MATERIAL FOR THIS TASK: Begin
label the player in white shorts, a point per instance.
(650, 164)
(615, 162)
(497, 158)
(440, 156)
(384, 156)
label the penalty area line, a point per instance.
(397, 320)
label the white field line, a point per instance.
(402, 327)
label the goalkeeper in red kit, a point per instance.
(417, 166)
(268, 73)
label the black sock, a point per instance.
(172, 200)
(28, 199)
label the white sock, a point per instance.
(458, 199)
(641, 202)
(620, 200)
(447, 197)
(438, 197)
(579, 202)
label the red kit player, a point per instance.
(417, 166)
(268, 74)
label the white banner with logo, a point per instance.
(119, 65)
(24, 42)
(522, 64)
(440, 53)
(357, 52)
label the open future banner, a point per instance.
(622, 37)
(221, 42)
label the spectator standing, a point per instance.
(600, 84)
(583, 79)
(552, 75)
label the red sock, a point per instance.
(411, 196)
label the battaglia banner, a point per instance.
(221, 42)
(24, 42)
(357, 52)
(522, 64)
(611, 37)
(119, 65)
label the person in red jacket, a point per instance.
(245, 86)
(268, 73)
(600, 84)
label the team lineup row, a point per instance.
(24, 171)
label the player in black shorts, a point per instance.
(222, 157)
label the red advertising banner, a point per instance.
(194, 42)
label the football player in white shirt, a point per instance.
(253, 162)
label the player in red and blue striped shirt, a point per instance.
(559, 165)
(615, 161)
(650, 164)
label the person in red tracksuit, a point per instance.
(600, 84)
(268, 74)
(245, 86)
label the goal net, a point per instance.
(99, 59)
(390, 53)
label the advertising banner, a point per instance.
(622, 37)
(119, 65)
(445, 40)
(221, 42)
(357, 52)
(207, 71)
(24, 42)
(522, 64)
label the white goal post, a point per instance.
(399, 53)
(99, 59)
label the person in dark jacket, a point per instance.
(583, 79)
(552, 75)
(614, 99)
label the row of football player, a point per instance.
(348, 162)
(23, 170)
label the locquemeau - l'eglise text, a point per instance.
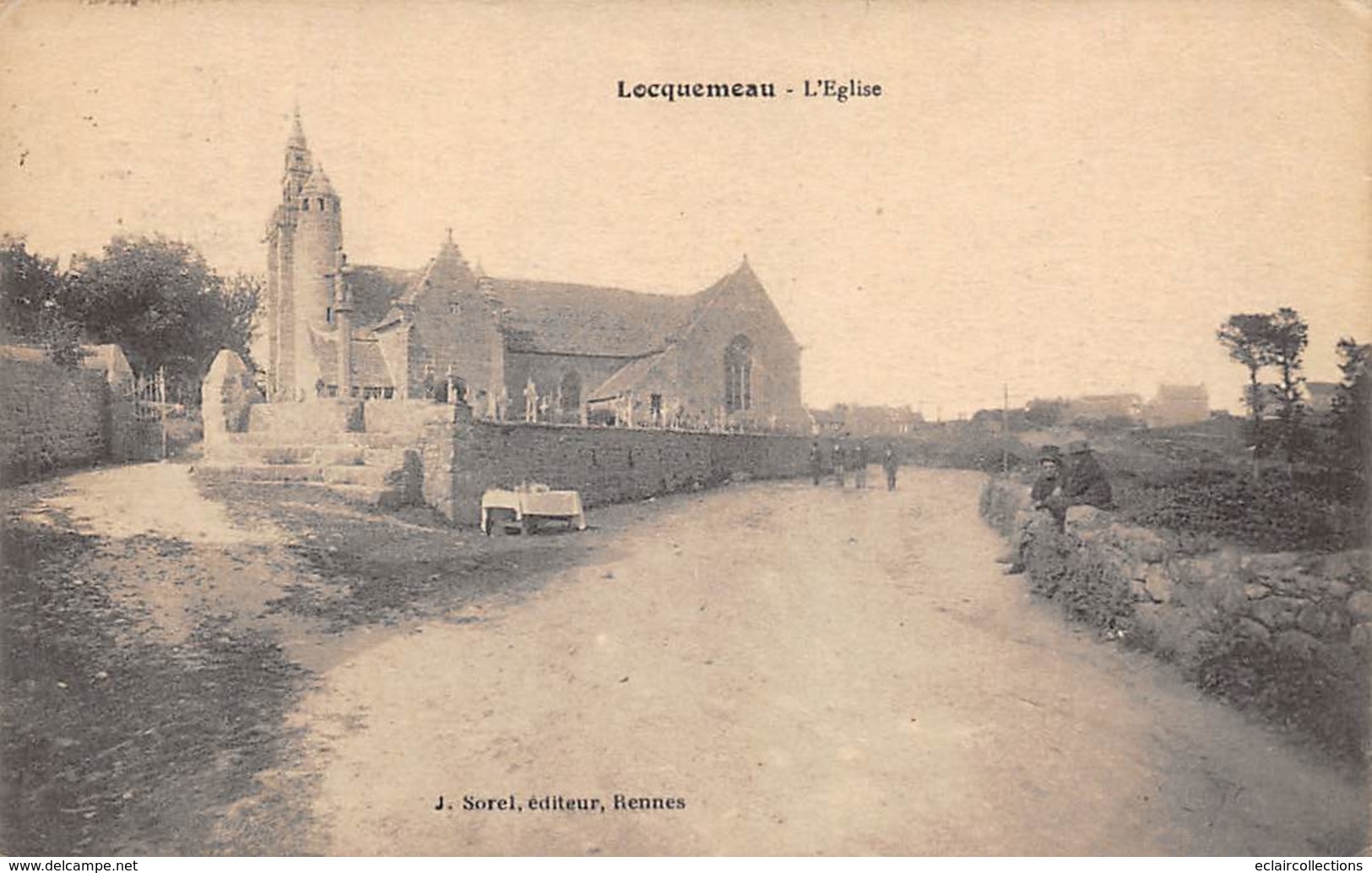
MATERIAL FOR THIS TASK: End
» PROBLEM REQUIREMENTS: Word for word, retype the lines from the one that contains "label the person in red tracksuit, a" through the final line of the data, both ends included, excluding pictures.

» SOLUTION TO THIS EXERCISE:
label the person in red tracksuit, a point per instance.
(600, 84)
(268, 74)
(245, 86)
label the goal net, a point per instance.
(99, 59)
(390, 53)
label the advertising banner, a point per instance.
(622, 37)
(119, 65)
(445, 40)
(221, 42)
(357, 52)
(207, 71)
(24, 42)
(522, 64)
label the white goal post, a point per instance.
(399, 53)
(99, 59)
label the person in dark jacket, a point per instance.
(583, 79)
(552, 75)
(614, 99)
label the row of football player, a point per instance.
(348, 162)
(23, 170)
label the locquemeau - l'eglise text, a point per instance.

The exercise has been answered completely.